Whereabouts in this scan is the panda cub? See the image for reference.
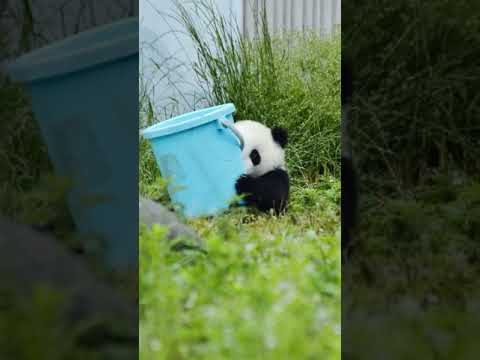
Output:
[234,120,290,214]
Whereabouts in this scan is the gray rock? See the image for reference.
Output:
[0,217,138,339]
[139,197,202,248]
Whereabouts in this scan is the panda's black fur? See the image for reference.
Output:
[235,120,290,215]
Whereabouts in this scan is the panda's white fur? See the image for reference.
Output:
[234,120,286,177]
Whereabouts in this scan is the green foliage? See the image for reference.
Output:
[139,178,341,359]
[0,73,51,217]
[342,0,480,191]
[177,2,340,178]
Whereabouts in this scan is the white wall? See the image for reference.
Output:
[139,0,242,120]
[140,0,340,120]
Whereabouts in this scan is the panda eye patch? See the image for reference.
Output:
[250,149,262,166]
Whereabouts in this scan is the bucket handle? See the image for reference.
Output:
[220,119,245,150]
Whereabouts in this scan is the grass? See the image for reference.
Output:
[140,178,341,359]
[139,3,341,359]
[342,1,480,359]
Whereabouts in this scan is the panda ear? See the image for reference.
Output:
[272,126,288,148]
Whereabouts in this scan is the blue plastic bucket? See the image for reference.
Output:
[142,104,244,217]
[7,18,139,267]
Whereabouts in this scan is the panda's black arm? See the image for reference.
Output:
[235,169,290,214]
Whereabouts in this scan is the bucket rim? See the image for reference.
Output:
[141,103,236,140]
[6,17,139,83]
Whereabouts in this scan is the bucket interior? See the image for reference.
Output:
[142,104,235,138]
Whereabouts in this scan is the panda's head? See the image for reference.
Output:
[235,120,288,177]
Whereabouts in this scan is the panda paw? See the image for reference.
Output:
[235,175,254,195]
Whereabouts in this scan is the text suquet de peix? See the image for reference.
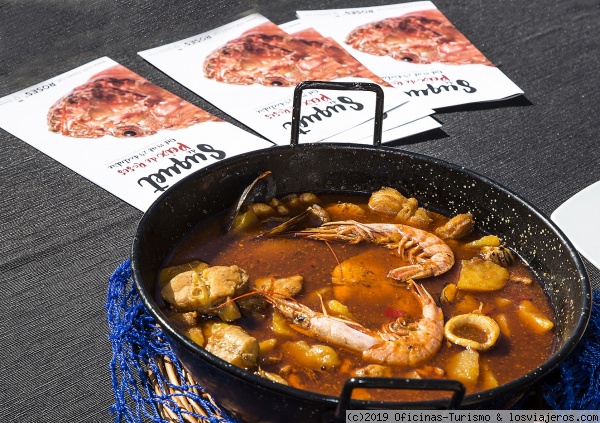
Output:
[138,143,227,192]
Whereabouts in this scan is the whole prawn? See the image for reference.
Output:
[260,281,444,366]
[289,220,454,282]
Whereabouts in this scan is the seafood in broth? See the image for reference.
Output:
[157,187,554,401]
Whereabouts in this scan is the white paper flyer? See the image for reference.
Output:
[0,57,273,211]
[139,14,439,145]
[296,1,523,109]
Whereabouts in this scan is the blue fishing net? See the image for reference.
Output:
[106,260,237,423]
[106,260,600,423]
[543,291,600,410]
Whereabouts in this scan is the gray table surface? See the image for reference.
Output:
[0,0,600,422]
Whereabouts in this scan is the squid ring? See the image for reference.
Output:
[444,313,500,351]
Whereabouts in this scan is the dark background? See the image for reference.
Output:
[0,0,600,422]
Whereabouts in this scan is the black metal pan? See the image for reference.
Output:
[131,83,591,423]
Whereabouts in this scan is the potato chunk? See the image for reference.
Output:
[446,349,479,385]
[252,275,304,297]
[282,341,341,370]
[204,323,259,369]
[456,259,509,292]
[161,266,248,314]
[517,300,554,333]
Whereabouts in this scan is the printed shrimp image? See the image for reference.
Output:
[47,65,220,138]
[262,282,444,366]
[204,22,389,87]
[284,220,454,282]
[346,10,493,66]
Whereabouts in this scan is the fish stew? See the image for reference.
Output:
[156,188,555,401]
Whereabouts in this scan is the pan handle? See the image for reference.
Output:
[333,377,465,423]
[290,81,383,147]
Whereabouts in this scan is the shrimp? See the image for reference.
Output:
[290,220,454,282]
[259,281,444,366]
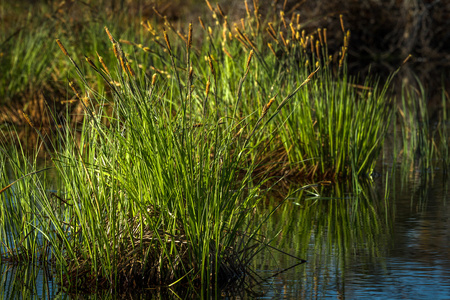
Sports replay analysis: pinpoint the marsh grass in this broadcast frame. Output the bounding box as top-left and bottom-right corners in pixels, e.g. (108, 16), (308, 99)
(0, 1), (446, 293)
(395, 78), (450, 173)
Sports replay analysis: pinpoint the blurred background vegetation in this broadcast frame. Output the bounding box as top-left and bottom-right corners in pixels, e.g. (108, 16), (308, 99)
(0, 0), (450, 127)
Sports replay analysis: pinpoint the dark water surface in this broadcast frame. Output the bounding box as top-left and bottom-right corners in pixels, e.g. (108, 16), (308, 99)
(0, 170), (450, 299)
(251, 172), (450, 299)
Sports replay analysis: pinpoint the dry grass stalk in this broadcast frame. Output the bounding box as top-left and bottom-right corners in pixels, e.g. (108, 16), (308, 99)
(316, 41), (320, 59)
(84, 55), (98, 71)
(56, 39), (69, 56)
(119, 56), (127, 73)
(69, 81), (81, 100)
(152, 73), (158, 86)
(222, 47), (233, 59)
(317, 28), (323, 46)
(289, 23), (296, 41)
(163, 30), (172, 52)
(187, 23), (192, 50)
(126, 61), (135, 77)
(244, 0), (251, 18)
(205, 0), (215, 13)
(339, 14), (345, 33)
(280, 31), (288, 50)
(205, 77), (211, 98)
(96, 52), (110, 74)
(267, 43), (277, 58)
(267, 22), (277, 40)
(261, 96), (277, 118)
(280, 11), (287, 29)
(241, 18), (247, 31)
(105, 26), (116, 44)
(20, 110), (35, 129)
(198, 17), (206, 31)
(208, 55), (216, 76)
(266, 28), (278, 44)
(245, 50), (253, 70)
(216, 3), (225, 18)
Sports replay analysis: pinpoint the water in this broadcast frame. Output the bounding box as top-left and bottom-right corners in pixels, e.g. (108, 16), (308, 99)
(0, 171), (450, 299)
(251, 170), (450, 299)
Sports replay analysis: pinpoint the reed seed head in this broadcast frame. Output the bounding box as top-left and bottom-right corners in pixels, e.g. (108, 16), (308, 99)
(244, 0), (250, 18)
(198, 17), (206, 30)
(261, 96), (276, 118)
(339, 14), (345, 33)
(187, 23), (192, 49)
(127, 61), (134, 77)
(245, 50), (253, 69)
(208, 55), (215, 75)
(84, 55), (97, 70)
(105, 26), (116, 44)
(21, 110), (35, 128)
(205, 78), (211, 98)
(96, 52), (110, 74)
(205, 0), (215, 13)
(163, 30), (172, 52)
(216, 3), (225, 18)
(56, 39), (69, 56)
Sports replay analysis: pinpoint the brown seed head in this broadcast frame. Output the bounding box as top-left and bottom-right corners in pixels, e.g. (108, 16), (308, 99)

AIM: Print the entire listing above again, word for word and number for number, with the pictures left out.

WORKED SOLUTION:
Whereabouts in this scan is the panda cub? See the image for reference.
Output:
[234,120,290,214]
Whereabouts in this scan is the gray rock? See the image for reference.
Output:
[0,217,138,339]
[139,197,202,248]
Whereabouts in this scan is the panda's black fur? See the image for reference.
Output:
[235,120,290,215]
Whereabouts in this scan is the panda's white fur? See the image for reference.
Output:
[234,120,286,177]
Whereabouts in this scan is the green foliage? See the image for reference.
Output:
[139,178,341,359]
[0,73,51,217]
[342,0,480,191]
[177,2,340,178]
Whereabouts in this scan is the white wall? See the image for reference.
Output:
[139,0,242,120]
[140,0,340,120]
Whereabouts in this scan is the panda eye patch? See the image for reference.
Output:
[250,149,262,166]
Whereabouts in this scan is the bucket handle? See the image for reference.
Output:
[220,119,245,150]
Whereabouts in this scan is the grass? See the image for reference.
Output:
[140,178,341,359]
[139,3,341,359]
[342,1,480,359]
Whereabouts in this scan is the panda ear? See the image for reference.
Output:
[272,126,288,148]
Whereabouts in this scan is the blue plastic bucket? See the image for reference.
Output:
[142,104,244,217]
[7,18,139,267]
Whereabouts in this scan is the panda's black arm? See the image for reference.
Output:
[235,169,290,214]
Whereabouts in this scan is the bucket rim? See the image for reference.
Output:
[141,103,236,140]
[6,17,139,83]
Whereabouts in this scan is the bucket interior? See the image for reference.
Output:
[142,104,235,138]
Whereabouts in this scan is the panda's head? See the image for reference.
Output:
[235,120,288,177]
Whereabouts in this scan is the panda paw? See the image for reference.
Output:
[235,175,254,195]
Whereabouts in this scan is the text suquet de peix? See the image for reference.
Output:
[138,143,227,192]
Whereabouts in this scan is the whole prawn? See the image for reference.
Output:
[260,281,444,366]
[289,220,454,282]
Whereabouts in this scan is the seafood in broth? See the image for reference.
Output:
[157,187,554,401]
Whereabouts in this scan is the white paper flyer? See the image for reference.
Output:
[0,57,273,211]
[139,14,439,145]
[296,1,523,109]
Whereabouts in this scan is the blue fishing net? See the image for reference.
Output:
[106,260,237,423]
[106,260,600,423]
[543,291,600,410]
Whereabouts in this scan is the gray table surface? See the image for reference.
Output:
[0,0,600,422]
Whereabouts in this scan is the squid ring? See the image for reference.
Output:
[444,313,500,351]
Whereabouts in this scan is the dark background? See the image for reference.
Output:
[0,0,600,422]
Whereabouts in this scan is the black metal pan? See the image for reference.
Output:
[131,83,591,423]
Whereabouts in this scan is the potato chunk? See the image for reference.
Output:
[446,349,479,385]
[252,275,304,297]
[282,341,341,370]
[204,323,259,369]
[456,259,509,292]
[161,266,248,314]
[517,300,554,333]
Whereabouts in this scan is the printed shrimp image? See the image for reference.
Output:
[47,65,220,138]
[262,282,444,366]
[204,22,389,87]
[284,220,454,282]
[346,10,493,66]
Whereabouts in this scan is the fish stew? See the image for reference.
Output:
[156,188,555,401]
Whereabouts in this scan is the pan handle? See the image for reference.
Output:
[333,377,465,423]
[290,81,383,147]
Whereabouts in this scan is the shrimp? See the image for reference.
Output:
[290,220,454,282]
[259,281,444,366]
Sports replay analysis: pinpoint the marsh grass in this broadcast frame. Output the bounding box as top-left and bottom-right corners in pixels, e.g. (108, 16), (308, 99)
(0, 1), (446, 293)
(395, 78), (450, 173)
Sports replay analysis: pinpoint the blurred background vegetation in this broadcast frame. Output the bounding box as top-left and bottom-right corners in pixels, e.g. (108, 16), (308, 99)
(0, 0), (450, 127)
Sports replay analysis: pinpoint the dark water surface in this broadcast frame. Output the bounding box as top-left and bottom-right corners in pixels, e.g. (108, 16), (308, 99)
(0, 170), (450, 299)
(251, 172), (450, 299)
Sports replay analysis: pinpoint the dry grass stalk in this broadcast frame. Output the bounding box as top-left and bottom-right corners in pixels, e.g. (108, 16), (308, 99)
(316, 41), (320, 59)
(84, 55), (98, 71)
(56, 39), (69, 56)
(119, 56), (127, 73)
(69, 81), (81, 100)
(152, 73), (158, 86)
(222, 47), (233, 59)
(317, 28), (323, 46)
(289, 23), (296, 41)
(163, 30), (172, 52)
(187, 23), (192, 50)
(126, 61), (135, 77)
(244, 0), (251, 18)
(205, 0), (215, 13)
(339, 14), (345, 33)
(280, 31), (288, 50)
(205, 77), (211, 98)
(96, 52), (110, 74)
(267, 43), (277, 58)
(267, 22), (277, 40)
(261, 96), (277, 118)
(280, 11), (287, 29)
(241, 18), (247, 31)
(105, 26), (116, 44)
(20, 110), (35, 129)
(198, 17), (206, 31)
(208, 55), (216, 76)
(266, 28), (278, 44)
(245, 50), (253, 70)
(216, 3), (225, 18)
Sports replay analysis: pinpoint the water in this broadcast frame. Output the bounding box as top-left and bottom-right corners in pixels, e.g. (108, 16), (308, 99)
(0, 171), (450, 299)
(251, 170), (450, 299)
Sports replay analysis: pinpoint the reed seed head in this broadcast frame. Output the bounding box as top-left and bottom-right corners in pixels, e.g. (108, 16), (308, 99)
(244, 0), (250, 18)
(198, 17), (206, 30)
(261, 96), (276, 118)
(339, 14), (345, 33)
(187, 23), (192, 49)
(127, 61), (134, 77)
(245, 50), (253, 69)
(208, 55), (215, 75)
(84, 55), (97, 70)
(105, 26), (116, 44)
(21, 110), (35, 128)
(205, 78), (211, 98)
(96, 52), (110, 74)
(205, 0), (215, 13)
(163, 30), (172, 52)
(216, 3), (225, 18)
(56, 39), (69, 56)
Sports replay analysis: pinpoint the brown seed head in this broadcast frame. Output the bounding box as top-left and bottom-right corners in pixels, e.g. (108, 16), (308, 99)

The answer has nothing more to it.